■ **Dataset excerpt**:

-----

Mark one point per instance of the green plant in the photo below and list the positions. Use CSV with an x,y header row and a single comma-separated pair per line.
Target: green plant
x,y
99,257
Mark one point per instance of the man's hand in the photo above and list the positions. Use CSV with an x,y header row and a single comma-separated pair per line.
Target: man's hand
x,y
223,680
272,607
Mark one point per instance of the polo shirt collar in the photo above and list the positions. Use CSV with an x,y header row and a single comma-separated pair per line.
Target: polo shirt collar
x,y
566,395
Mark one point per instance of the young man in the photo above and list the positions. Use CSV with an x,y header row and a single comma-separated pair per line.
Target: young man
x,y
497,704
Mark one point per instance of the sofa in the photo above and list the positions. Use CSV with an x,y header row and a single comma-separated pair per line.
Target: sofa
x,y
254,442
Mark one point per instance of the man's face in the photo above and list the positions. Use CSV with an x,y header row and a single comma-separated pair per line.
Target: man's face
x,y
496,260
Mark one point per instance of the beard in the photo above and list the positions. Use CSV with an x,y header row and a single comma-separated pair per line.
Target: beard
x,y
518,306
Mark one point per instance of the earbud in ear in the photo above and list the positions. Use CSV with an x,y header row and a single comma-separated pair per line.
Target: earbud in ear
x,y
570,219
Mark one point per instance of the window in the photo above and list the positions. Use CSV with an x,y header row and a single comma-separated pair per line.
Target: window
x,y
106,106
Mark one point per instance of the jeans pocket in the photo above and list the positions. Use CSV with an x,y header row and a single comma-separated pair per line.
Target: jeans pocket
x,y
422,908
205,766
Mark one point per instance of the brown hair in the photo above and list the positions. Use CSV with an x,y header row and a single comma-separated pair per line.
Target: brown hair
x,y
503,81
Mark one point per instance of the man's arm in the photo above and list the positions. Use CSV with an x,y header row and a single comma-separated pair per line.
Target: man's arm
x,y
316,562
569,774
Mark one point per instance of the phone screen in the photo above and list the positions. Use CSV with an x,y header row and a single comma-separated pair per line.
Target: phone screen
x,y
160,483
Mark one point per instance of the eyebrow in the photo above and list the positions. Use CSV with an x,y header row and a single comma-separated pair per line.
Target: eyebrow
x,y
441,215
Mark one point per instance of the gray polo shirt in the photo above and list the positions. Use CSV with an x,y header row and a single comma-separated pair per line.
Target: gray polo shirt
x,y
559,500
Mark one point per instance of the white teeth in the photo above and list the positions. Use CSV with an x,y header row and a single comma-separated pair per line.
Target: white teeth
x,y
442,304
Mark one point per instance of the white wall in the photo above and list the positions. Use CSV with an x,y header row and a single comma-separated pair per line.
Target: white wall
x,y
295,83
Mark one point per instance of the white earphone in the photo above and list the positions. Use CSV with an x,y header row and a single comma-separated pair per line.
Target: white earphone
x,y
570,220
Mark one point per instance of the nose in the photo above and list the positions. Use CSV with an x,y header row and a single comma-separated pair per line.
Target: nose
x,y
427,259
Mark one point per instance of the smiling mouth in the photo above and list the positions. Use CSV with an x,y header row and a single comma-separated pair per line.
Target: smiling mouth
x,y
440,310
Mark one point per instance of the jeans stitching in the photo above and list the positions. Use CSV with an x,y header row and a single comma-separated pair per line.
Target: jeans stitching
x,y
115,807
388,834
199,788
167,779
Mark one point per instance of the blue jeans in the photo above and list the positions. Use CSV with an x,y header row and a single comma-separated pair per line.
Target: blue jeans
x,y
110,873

-----

■ **WORK REQUIRED**:
Express the entries above as a JSON list of strings, beginning at the line that contains "Mark one point per instance of the nose" and ending with the final line of the entries. Give one string per line, and leave out any blank lines.

■ **SOLUTION TO THE EXERCISE**:
[
  "Mark one point per instance of the nose in the photo above and list the positions. Use CSV with an x,y header row and a single comma-separated pair per line.",
  "Target: nose",
  "x,y",
  "427,259",
  "Mark one point per instance of the smiling mouth in the photo above and list the positions. Use CSV with an x,y header row and a single comma-separated pair per line.",
  "Target: smiling mouth",
  "x,y",
  "440,310",
  "Mark one point per instance of the jeans stitching in the photo above and list the positions. Use CSV with an x,y header row and a single comma-separated pair per line.",
  "Target: jeans stitching",
  "x,y",
  "115,807",
  "388,834",
  "199,788",
  "167,779",
  "Mark one point per instance of the blue jeans in the photo above and list the positions. Use CSV with an x,y header row and a single comma-separated pair per line.",
  "Target: blue jeans",
  "x,y",
  "110,873"
]